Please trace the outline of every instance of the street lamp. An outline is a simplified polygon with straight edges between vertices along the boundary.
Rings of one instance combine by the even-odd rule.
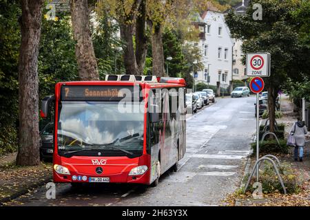
[[[168,63],[169,63],[169,61],[172,60],[172,57],[168,56],[166,58],[166,60],[168,61],[168,62],[167,62],[167,75],[169,76]]]
[[[196,64],[198,64],[197,60],[194,60],[194,62],[193,62],[193,91],[195,91],[195,89],[194,89],[195,87],[194,87],[196,86],[196,85],[195,85],[195,68],[194,68],[194,67],[195,67],[195,65],[196,65]]]
[[[209,82],[210,82],[210,65],[211,63],[208,63],[208,74],[207,76],[207,82],[208,83],[208,88],[209,88]]]
[[[114,56],[114,72],[115,72],[115,74],[116,74],[117,73],[116,73],[116,70],[117,70],[117,59],[116,59],[116,58],[117,58],[117,56],[116,56],[116,53],[118,52],[122,52],[123,51],[123,48],[121,47],[114,47],[113,46],[112,46],[112,48],[113,49],[114,49],[115,50],[115,56]]]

☆ ☆ ☆ ☆

■ Stated goal ■
Can you write out all of the data again with "street lamp" changed to "lamppost" and everything else left as it is? Omit the pictures.

■ Complete answer ■
Please trace the outline of every instance of the lamppost. An outline is a simplified polygon with straight edges between vertices along the boundary.
Rings of one instance combine by the even-odd rule.
[[[168,63],[169,63],[169,61],[172,60],[172,57],[168,56],[166,58],[166,60],[168,61],[168,62],[167,62],[167,75],[169,76]]]
[[[196,64],[198,64],[197,60],[194,60],[194,62],[193,62],[193,91],[195,91],[195,89],[194,89],[195,87],[194,87],[196,86],[196,85],[195,85],[195,68],[194,68],[194,67],[195,67],[195,65],[196,65]]]
[[[209,82],[210,82],[210,65],[211,63],[208,63],[208,74],[207,76],[207,82],[208,83],[208,88],[209,88]]]
[[[114,56],[114,72],[115,72],[115,74],[116,74],[117,73],[116,73],[116,70],[117,70],[117,59],[116,59],[116,58],[117,58],[117,56],[116,56],[116,53],[118,52],[122,52],[123,51],[123,48],[121,47],[114,47],[113,46],[112,46],[112,48],[113,49],[114,49],[115,50],[115,56]]]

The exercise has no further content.